Dataset extract:
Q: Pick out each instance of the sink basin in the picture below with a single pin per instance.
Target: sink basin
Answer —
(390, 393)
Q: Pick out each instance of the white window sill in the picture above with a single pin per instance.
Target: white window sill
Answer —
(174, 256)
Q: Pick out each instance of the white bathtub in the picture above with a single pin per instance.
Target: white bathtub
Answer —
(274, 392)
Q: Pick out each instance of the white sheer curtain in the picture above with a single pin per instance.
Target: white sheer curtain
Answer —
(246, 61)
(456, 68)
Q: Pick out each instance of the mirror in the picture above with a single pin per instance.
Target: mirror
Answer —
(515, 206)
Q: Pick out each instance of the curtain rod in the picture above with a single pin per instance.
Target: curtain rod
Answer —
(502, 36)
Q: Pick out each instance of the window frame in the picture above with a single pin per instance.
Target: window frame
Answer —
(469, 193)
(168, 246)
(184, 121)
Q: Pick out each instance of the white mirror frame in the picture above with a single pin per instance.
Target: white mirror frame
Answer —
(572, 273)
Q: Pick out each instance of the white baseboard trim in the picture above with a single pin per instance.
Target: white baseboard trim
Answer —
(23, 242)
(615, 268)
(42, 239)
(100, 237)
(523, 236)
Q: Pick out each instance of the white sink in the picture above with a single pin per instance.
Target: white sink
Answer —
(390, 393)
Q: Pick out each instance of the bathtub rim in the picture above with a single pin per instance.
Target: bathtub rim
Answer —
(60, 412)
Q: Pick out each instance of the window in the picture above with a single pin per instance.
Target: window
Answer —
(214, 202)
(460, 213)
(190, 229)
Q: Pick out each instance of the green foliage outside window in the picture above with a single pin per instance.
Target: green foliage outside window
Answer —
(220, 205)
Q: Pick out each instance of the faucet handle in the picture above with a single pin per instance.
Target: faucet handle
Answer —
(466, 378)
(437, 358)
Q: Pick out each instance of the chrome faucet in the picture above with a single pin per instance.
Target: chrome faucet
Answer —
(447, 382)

Work to complete: Reproduce all of the records above verbatim, from the first line to the last.

Solution to this exercise:
Q: Pick out each instance of the sink basin in the picture below with a single pin per instance.
Target: sink basin
Answer —
(390, 393)
Q: Pick out each instance of the white window sill in the picture above with a single pin per instance.
Target: white window sill
Answer —
(174, 256)
Q: Pick out each instance of the white bathtub in the picture above with a single pin per instance.
Target: white bathtub
Answer —
(274, 392)
Q: Pick out each instance of the white sheer curtain in the picture above with a single pin per instance.
Target: white sheer curtain
Answer —
(246, 61)
(456, 68)
Q: Pick out each instance of the mirror in the picture above with a single pin per instance.
Target: mirror
Answer —
(515, 206)
Q: Pick out each instance of the curtain rod in the picture above with a single pin per instance.
Target: curtain rod
Answer —
(502, 36)
Q: Pick out each instance of the window frame in the picture above with a single pin per instance.
Target: window frame
Answer —
(469, 193)
(168, 246)
(184, 121)
Q: Pick out each instance of the white mirror frame in the picture above with a single pin per instance.
Target: white mirror frame
Answer —
(572, 273)
Q: Pick out each instance of the white baseboard trim in the picture above with a single pin per instance.
Target: white baseboard trim
Answer —
(23, 242)
(615, 268)
(42, 239)
(100, 237)
(523, 236)
Q: Pick out each instance of the white sink in the picture above with a single pin per instance.
Target: white sink
Answer —
(390, 393)
Q: Pick out each instance of the bathtub rim in the picture above with a single pin per instance.
Target: bathtub rim
Answer —
(60, 412)
Q: Pick out each instance of the window in the picture above with a single pin per instance.
Target: window
Answer —
(214, 202)
(460, 213)
(190, 229)
Q: Pick out each instance of the green foliage outside window in the picture above with a single pin per instance.
Target: green foliage outside window
Answer —
(220, 205)
Q: Pick out each instance of the faucet handle in the picture above with a single pin per instance.
Target: faucet handle
Answer —
(466, 378)
(437, 358)
Q: Pick out each instance of the chrome faucet in the picture above with a single pin per instance.
Target: chrome faucet
Answer —
(447, 382)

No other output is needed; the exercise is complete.